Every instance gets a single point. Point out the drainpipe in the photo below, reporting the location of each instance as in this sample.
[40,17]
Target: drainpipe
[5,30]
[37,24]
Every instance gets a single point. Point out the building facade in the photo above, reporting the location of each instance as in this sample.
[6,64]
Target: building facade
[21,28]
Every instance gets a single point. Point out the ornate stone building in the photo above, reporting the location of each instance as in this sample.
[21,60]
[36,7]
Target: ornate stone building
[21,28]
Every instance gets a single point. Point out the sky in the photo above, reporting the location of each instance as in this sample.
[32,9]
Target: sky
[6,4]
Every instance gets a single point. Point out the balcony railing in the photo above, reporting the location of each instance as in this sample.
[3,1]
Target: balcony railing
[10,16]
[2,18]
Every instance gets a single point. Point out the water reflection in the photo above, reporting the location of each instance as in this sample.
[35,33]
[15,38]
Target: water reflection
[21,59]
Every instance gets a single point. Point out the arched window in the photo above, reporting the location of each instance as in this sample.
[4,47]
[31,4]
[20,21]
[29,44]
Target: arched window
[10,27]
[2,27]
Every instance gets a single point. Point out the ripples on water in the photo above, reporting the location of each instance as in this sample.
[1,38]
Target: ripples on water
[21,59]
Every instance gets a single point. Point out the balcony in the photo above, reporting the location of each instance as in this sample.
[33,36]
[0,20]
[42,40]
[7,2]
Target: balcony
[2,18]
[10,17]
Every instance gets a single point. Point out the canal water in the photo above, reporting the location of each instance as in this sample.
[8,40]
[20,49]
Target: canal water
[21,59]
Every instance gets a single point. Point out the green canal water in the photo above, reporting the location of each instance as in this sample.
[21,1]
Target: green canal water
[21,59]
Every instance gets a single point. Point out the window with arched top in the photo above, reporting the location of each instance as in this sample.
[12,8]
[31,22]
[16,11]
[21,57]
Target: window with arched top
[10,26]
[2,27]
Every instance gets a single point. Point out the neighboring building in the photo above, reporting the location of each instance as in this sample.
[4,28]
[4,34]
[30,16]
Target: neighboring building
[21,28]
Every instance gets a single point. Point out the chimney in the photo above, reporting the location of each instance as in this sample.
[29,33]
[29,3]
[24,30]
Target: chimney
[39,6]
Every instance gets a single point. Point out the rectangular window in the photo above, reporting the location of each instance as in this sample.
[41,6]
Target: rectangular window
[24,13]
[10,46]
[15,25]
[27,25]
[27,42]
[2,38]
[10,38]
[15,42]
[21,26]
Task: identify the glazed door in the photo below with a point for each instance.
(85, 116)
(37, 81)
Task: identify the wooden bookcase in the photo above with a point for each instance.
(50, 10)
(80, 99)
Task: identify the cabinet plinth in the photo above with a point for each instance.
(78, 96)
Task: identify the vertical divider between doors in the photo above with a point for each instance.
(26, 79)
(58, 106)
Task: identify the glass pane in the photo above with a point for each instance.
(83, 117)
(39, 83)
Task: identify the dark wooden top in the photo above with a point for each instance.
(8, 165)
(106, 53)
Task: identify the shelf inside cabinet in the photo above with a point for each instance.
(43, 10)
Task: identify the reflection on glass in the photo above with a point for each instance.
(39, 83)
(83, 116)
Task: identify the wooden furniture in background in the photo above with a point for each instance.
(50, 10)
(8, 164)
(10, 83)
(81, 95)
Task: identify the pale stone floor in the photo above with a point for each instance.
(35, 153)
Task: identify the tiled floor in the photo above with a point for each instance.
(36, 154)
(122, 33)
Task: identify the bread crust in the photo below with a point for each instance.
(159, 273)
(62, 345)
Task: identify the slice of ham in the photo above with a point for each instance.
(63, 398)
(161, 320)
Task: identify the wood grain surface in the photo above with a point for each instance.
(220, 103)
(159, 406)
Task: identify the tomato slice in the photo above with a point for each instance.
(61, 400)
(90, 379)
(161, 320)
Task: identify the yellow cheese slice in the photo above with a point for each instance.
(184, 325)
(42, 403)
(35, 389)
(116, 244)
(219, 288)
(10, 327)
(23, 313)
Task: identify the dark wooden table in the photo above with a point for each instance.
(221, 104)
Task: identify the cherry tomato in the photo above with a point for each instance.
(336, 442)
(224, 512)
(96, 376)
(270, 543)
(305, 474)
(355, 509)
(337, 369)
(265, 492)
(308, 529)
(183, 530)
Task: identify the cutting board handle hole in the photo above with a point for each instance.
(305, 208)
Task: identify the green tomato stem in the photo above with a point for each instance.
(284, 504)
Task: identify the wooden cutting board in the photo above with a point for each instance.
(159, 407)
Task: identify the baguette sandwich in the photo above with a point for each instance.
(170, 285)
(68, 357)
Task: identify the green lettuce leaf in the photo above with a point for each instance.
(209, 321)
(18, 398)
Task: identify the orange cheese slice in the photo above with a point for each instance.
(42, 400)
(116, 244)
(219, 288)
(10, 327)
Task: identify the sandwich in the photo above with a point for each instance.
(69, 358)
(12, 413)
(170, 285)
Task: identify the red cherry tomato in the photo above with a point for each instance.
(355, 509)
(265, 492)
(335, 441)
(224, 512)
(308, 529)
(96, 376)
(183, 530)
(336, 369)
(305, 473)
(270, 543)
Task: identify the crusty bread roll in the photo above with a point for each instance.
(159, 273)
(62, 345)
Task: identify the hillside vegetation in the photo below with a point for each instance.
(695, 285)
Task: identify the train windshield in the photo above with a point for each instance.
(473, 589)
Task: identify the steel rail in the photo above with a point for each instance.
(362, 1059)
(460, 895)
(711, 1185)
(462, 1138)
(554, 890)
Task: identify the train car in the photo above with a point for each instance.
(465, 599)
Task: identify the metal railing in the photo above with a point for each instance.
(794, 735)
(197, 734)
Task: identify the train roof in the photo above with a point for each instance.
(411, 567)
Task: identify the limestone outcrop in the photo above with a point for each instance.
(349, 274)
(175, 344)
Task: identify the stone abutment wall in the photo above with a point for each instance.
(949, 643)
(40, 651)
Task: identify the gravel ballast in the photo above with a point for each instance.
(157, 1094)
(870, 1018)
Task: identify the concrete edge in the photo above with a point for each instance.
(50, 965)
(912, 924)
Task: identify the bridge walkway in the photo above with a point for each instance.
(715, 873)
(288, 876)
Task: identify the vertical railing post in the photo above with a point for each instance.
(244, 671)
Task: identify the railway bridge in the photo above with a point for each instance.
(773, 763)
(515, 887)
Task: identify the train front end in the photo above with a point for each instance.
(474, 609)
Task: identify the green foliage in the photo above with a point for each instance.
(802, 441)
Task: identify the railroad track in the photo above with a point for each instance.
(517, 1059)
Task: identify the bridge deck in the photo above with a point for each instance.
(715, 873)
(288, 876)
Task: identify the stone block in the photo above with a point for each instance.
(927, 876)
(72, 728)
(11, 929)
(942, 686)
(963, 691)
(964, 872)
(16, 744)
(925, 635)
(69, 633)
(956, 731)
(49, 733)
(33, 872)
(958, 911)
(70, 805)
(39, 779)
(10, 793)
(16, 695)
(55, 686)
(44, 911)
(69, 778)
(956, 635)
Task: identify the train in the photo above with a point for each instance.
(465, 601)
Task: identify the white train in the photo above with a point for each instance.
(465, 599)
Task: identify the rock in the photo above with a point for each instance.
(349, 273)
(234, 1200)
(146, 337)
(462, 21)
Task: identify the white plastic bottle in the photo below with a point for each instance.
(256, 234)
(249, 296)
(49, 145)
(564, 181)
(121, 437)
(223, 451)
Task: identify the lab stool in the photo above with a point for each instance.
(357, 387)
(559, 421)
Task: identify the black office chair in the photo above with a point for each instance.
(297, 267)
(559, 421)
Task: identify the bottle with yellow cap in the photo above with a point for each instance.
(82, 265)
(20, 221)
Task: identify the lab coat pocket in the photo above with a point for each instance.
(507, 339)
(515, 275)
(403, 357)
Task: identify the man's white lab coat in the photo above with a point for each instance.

---------------

TASK STATEMENT:
Take the listing above and write it out again exactly.

YOUR RESPONSE:
Every instance gets a single point. Point out the drainpipe in the photo below, reporting the location of each instance as in this sample.
[40,17]
Target: drainpipe
[5,30]
[37,24]
Every instance gets a single point. Point out the building facade in the photo above, reporting the location of each instance as in this sample.
[6,64]
Target: building facade
[21,28]
Every instance gets a single point. Point out the ornate stone building in the photo above, reporting the location of each instance as in this sample.
[21,60]
[36,7]
Target: ornate stone building
[21,28]
Every instance gets a single point. Point out the sky in the photo above, reporting the location of each instance as in this sample.
[32,9]
Target: sky
[6,4]
Every instance gets a single point. Point out the balcony railing in the photo above, reporting the location of each instance as in this sample.
[3,1]
Target: balcony railing
[10,16]
[2,18]
Every instance gets a single point. Point out the water reflection in the photo above, reporting the location of each instance as in this sample.
[35,33]
[15,38]
Target: water reflection
[21,59]
Every instance gets a single point. Point out the arched window in the photo above, reporting the location of each instance as in this sample.
[4,47]
[31,4]
[20,21]
[29,44]
Target: arched window
[10,27]
[2,27]
Every instance gets a single point. Point out the ripples on water in the photo above, reporting the location of each instance as in this sample.
[1,38]
Target: ripples on water
[21,59]
Every instance gets a single point. Point out the balcony in the photo above, reporting the location of each instance as in this sample.
[33,36]
[0,20]
[42,40]
[7,2]
Target: balcony
[2,18]
[10,17]
Every instance gets a single point. Point out the canal water in the photo above, reporting the location of each instance as in this sample.
[8,40]
[20,49]
Target: canal water
[21,59]
Every instance gets a single point. Point out the green canal water in the photo above, reporting the location of each instance as in this sample.
[21,1]
Target: green canal water
[21,59]
Every instance gets a single point. Point out the window with arched top in the photo above, reporting the location of each instance as in this sample.
[12,8]
[31,22]
[16,11]
[21,57]
Target: window with arched top
[10,26]
[2,27]
Every instance gets a single point. Point out the neighboring building in the photo above, reporting the location of each instance as in this sample.
[4,28]
[4,34]
[30,16]
Target: neighboring building
[21,28]
Every instance gets a single point. Point out the chimney in the photo above, reporting the location of each instance as in this sample.
[29,33]
[29,3]
[24,30]
Target: chimney
[39,6]
Every instance gets a single point. Point out the rectangular window in the photo above, reporting the location of each instance as in this sample.
[41,6]
Target: rectangular window
[24,13]
[10,46]
[15,25]
[27,25]
[27,42]
[2,38]
[10,38]
[15,42]
[21,26]
Task: identify the glazed door in the photo below with a point for each instance.
(85, 116)
(37, 81)
Task: identify the wooden bookcase in the photo above with a point for each instance.
(50, 10)
(80, 99)
Task: identify the cabinet plinth in the photo above with a point for each instance.
(78, 96)
Task: identify the vertical divider between doors in the photo above with a point for each instance.
(26, 79)
(58, 106)
Task: identify the glass pane in the photo above with a point for each instance.
(83, 117)
(39, 83)
Task: identify the dark wooden top in the photo above with a point for each instance.
(8, 165)
(106, 53)
Task: identify the shelf inside cabinet in the photo above with a point for each instance.
(43, 10)
Task: identify the reflection on glass in the photo above with a point for each instance.
(39, 83)
(83, 116)
Task: identify the wooden furniture in background in the photo above with a point for each instance.
(50, 10)
(8, 164)
(10, 83)
(81, 95)
Task: identify the pale stone floor in the photo above with a point for each instance.
(35, 153)
Task: identify the tiled floor in the photo above with a point for each instance.
(36, 154)
(122, 33)
Task: identify the bread crust in the photo below with a point for each instance.
(159, 273)
(62, 345)
Task: identify the slice of ham in the photo above with a point for each instance.
(63, 398)
(161, 320)
Task: identify the wood grain surface in the photo above with a point for each instance.
(220, 103)
(159, 406)
Task: identify the tomato slice in the photo above with a point for each instance.
(61, 400)
(90, 379)
(161, 320)
Task: identify the yellow cheese slice in the photo above with a point for each instance.
(184, 325)
(42, 403)
(35, 389)
(116, 244)
(219, 288)
(10, 327)
(23, 313)
Task: identify the dark wooden table in the photo above with a point for each instance.
(221, 104)
Task: identify the cherry tomato in the photo above with a point for each instance.
(336, 442)
(224, 512)
(96, 376)
(270, 543)
(305, 474)
(355, 509)
(337, 369)
(265, 492)
(308, 529)
(183, 530)
Task: identify the cutting board handle hole in the photo above with a point for each instance.
(305, 208)
Task: identify the green tomato stem in the photo above with a point for each instance.
(284, 504)
Task: identify the wooden cutting board in the photo above with a point for each instance.
(159, 407)
Task: identify the baguette sandwich in the photo above with a point for each instance.
(170, 285)
(68, 357)
Task: identify the green lettuce leaf in the photo above with a point for each instance.
(209, 321)
(18, 398)
Task: identify the orange cheese slice in the photo above with a point for each instance.
(42, 400)
(116, 244)
(219, 288)
(10, 327)
Task: identify the sandwich in the photo above with a point for each instance.
(69, 358)
(12, 413)
(170, 285)
Task: identify the red cherry tomato in the photo above with a point for each instance.
(355, 509)
(265, 492)
(335, 441)
(224, 512)
(308, 529)
(96, 376)
(183, 530)
(336, 369)
(305, 473)
(270, 543)
Task: identify the crusty bread roll in the photo above with a point for each instance.
(159, 273)
(62, 345)
Task: identify the hillside vegetation in the photo below with a point for each instance.
(695, 285)
Task: identify the train windshield in the photo above with a point for each instance.
(473, 589)
Task: identify the steel rail in the photo above with a point for each instance.
(362, 1059)
(460, 895)
(711, 1185)
(462, 1138)
(554, 890)
Task: identify the train car in the photo above with a point for each instance.
(465, 599)
Task: identify the metal railing in the photo above with a point for each instance.
(794, 735)
(197, 734)
Task: identify the train roof in the photo above with a point for each instance.
(411, 567)
Task: identify the limestone outcrop in the photo above with a point for each instance.
(349, 274)
(175, 344)
Task: identify the stone abutment wall in the photo above with a point for each instance.
(949, 643)
(40, 651)
Task: identify the gravel ballast in the photo above with a point for each instance.
(157, 1094)
(870, 1018)
Task: identify the concrete edge in the photo above with a point for each instance.
(50, 965)
(912, 924)
Task: identify the bridge walkway in the photo above with a point for each instance.
(715, 873)
(288, 876)
Task: identify the vertical railing post in the photo above with a point for each instance.
(244, 671)
Task: identify the railway bridge in the photo above with a point for each instance.
(773, 763)
(515, 887)
Task: identify the train front end in the photo above with a point for each instance.
(474, 609)
Task: identify the green foliage in the photo above with a point for each instance.
(802, 441)
Task: identify the railroad track in the photo above with a point for each instance.
(517, 1059)
Task: identify the bridge deck in the photo above with a point for each instance.
(715, 873)
(288, 876)
Task: identify the stone block in the photo above with a point for each instance.
(927, 876)
(72, 728)
(11, 929)
(942, 686)
(963, 691)
(964, 872)
(16, 744)
(925, 635)
(69, 633)
(956, 731)
(49, 733)
(33, 872)
(958, 911)
(70, 805)
(39, 779)
(10, 793)
(16, 695)
(55, 686)
(44, 911)
(69, 778)
(956, 635)
Task: identify the train in the photo above with a point for each instance.
(465, 601)
Task: identify the white train in the photo above with a point for each instance.
(465, 599)
Task: identify the rock in the photo above with a point for each instance.
(349, 273)
(234, 1200)
(146, 337)
(462, 21)
Task: identify the white plastic bottle in the photo below with a point for each instance.
(256, 234)
(249, 296)
(49, 145)
(564, 181)
(121, 437)
(223, 451)
Task: identify the lab stool in the photo above with a point for each instance.
(357, 387)
(559, 421)
Task: identify the black office chair in the photo above with a point for each instance.
(297, 267)
(559, 421)
Task: identify the bottle with yellow cap in the photo above with a point for each instance.
(82, 265)
(20, 221)
Task: identify the lab coat pocket in the photo above with a point for each instance.
(507, 339)
(515, 275)
(403, 357)
Task: identify the man's white lab coat in the photo above with a point for each instance.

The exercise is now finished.